The “staycation plan” is also a green plan: by staying home Americans reduce their use of fossil fuels, thereby reducing greenhouse gas emissions. To further reduce their negative impact upon the ecosphere, Americans can also take the opportunity to plant a “staycation garden” while enjoying the holiday weekend.

Building strong families is another positive aspect of staycations. Rather than visit an amusement park, the beach, or a campground–where family members often split up in order to pursue their own individual interests–the staycation gives families the opportunity to spend quality time together in the comfort of their own homes.

This Labor Day weekend Americans face the threat of the H1N1 virus, and the elderly, children, and others who are most susceptible to the spread of communicable diseases must be protected. A staycation is the best way to prevent one’s family and loved ones from contracting a disease such as the H1N1 virus, by keeping them away from amusement parks, beaches, campgrounds, and other areas rife with disease.

PROBLEMS TO SOLVE:
**1)** In the staycation text, what virus do Americans face this Labor Day weekend?
**2)** Duplicate everything in the staycation text from "Building strong families" down to "rife with disease.".
You won't need the records that come after the staycation text.

GIVEN DATA:

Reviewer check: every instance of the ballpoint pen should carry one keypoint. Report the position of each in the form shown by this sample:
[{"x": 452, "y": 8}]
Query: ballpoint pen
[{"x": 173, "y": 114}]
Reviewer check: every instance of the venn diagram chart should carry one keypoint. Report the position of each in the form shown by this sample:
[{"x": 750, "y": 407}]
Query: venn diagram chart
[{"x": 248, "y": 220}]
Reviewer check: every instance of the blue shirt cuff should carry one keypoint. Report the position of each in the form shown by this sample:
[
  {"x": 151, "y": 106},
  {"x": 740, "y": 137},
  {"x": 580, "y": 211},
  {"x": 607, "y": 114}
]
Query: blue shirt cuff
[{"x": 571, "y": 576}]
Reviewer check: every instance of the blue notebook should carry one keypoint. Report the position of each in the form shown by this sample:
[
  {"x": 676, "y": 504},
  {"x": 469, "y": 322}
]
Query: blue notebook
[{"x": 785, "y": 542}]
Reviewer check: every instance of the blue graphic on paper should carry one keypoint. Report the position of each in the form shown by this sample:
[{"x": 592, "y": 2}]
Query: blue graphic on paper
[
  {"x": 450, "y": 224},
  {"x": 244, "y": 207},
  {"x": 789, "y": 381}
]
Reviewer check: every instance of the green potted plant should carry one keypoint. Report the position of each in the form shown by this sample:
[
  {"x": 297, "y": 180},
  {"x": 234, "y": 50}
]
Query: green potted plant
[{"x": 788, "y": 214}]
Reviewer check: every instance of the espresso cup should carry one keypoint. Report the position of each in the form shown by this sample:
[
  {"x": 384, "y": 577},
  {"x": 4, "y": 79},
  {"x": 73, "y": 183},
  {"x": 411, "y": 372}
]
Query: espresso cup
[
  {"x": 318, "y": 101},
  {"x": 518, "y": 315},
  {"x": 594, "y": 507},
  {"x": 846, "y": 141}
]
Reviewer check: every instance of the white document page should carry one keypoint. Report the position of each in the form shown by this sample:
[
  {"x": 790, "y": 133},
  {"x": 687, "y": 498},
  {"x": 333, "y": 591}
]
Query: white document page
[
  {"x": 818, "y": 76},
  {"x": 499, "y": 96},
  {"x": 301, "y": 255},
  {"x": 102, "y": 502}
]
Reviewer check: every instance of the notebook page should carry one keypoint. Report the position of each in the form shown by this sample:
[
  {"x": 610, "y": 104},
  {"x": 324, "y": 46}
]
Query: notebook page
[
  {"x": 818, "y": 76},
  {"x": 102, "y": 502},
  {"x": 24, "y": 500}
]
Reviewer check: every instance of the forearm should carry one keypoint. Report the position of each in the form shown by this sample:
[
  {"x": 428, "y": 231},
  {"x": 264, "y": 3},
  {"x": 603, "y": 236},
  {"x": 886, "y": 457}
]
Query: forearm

ANSWERS IN ORDER:
**1)** The H1N1 virus.

**2)**
Building strong families is another positive aspect of staycations. Rather than visit an amusement park, the beach, or a campground–where family members often split up in order to pursue their own individual interests–the staycation gives families the opportunity to spend quality time together in the comfort of their own homes.

This Labor Day weekend Americans face the threat of the H1N1 virus, and the elderly, children, and others who are most susceptible to the spread of communicable diseases must be protected. A staycation is the best way to prevent one’s family and loved ones from contracting a disease such as the H1N1 virus, by keeping them away from amusement parks, beaches, campgrounds, and other areas rife with disease.